An orange sky behind Hay River's airfield on August 13, 2023. Photo: Céline Dixon
An orange sky behind Hay River's airfield on August 13, 2023. Photo: Céline Dixon


As people evacuate Hay River due to a wildfire, the town says there are currently no people known to be missing.

Many residents fled the town and nearby communities on Sunday as the wildfire grew closer.

The Town of Hay River said in an update Monday morning that crews were working to protect structures. It added more firefighters, four helicopters and water bombers were arriving to help while Hay River’s western fire guard would be expanded.

While communications services are down in Hay River, the town said Starlink wifi is currently available at KP Woodright Ltd. It added emergency crews remain in town.



The town said the wildfire travelled approximately 39 kilometres toward Hay River causing “significant structure damage” in Enterprise, parts of Paradise Gardens and the Patterson Road area. Northwestel confirmed on Monday the wildfire had also damaged telecommunications infrastructure.

Wildfire officials in the NWT have said they believed the wildfire that prompted the evacuation order for the Hay River region travelled up to 50 kilometres in the space of a day.

_Exercise set:_
A - In the Hay River wildfire report, repeat the passage starting at "As people evacuate" and ending at "wildfire grew closer.".
B - Name every area that the Hay River wildfire report says suffered "significant structure damage."

_Data segment:_

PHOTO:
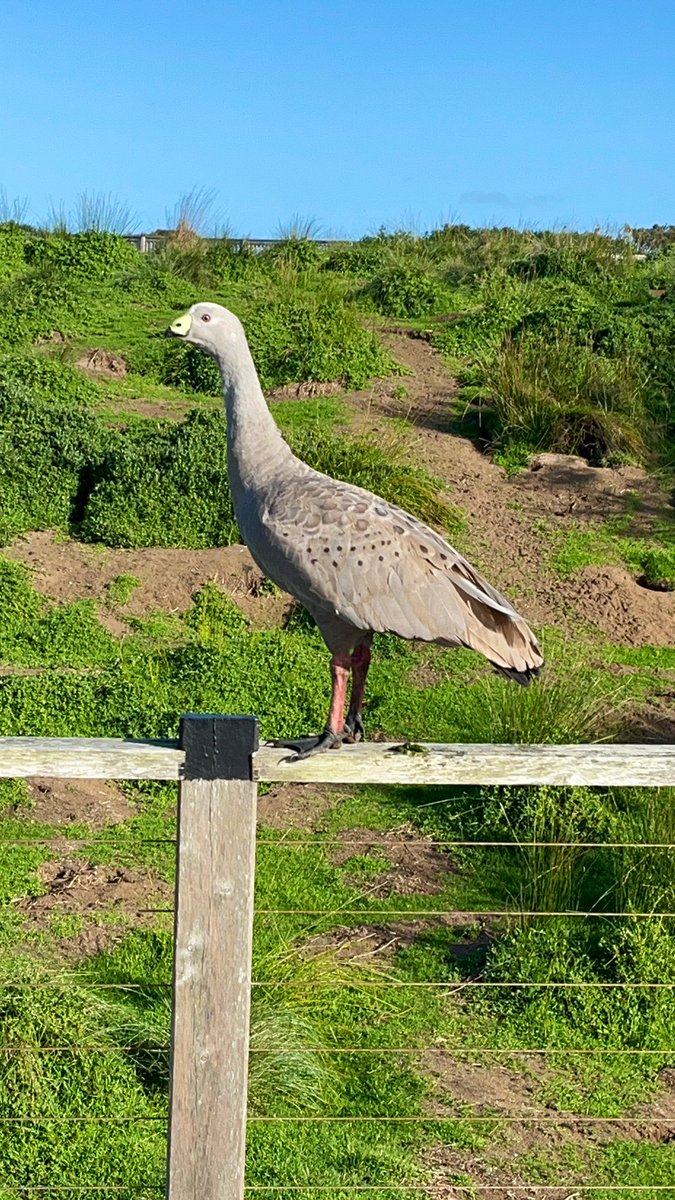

_The responses:_
A -
As people evacuate Hay River due to a wildfire, the town says there are currently no people known to be missing.

Many residents fled the town and nearby communities on Sunday as the wildfire grew closer.

B -
- Enterprise
- Parts of Paradise Gardens
- The Patterson Road area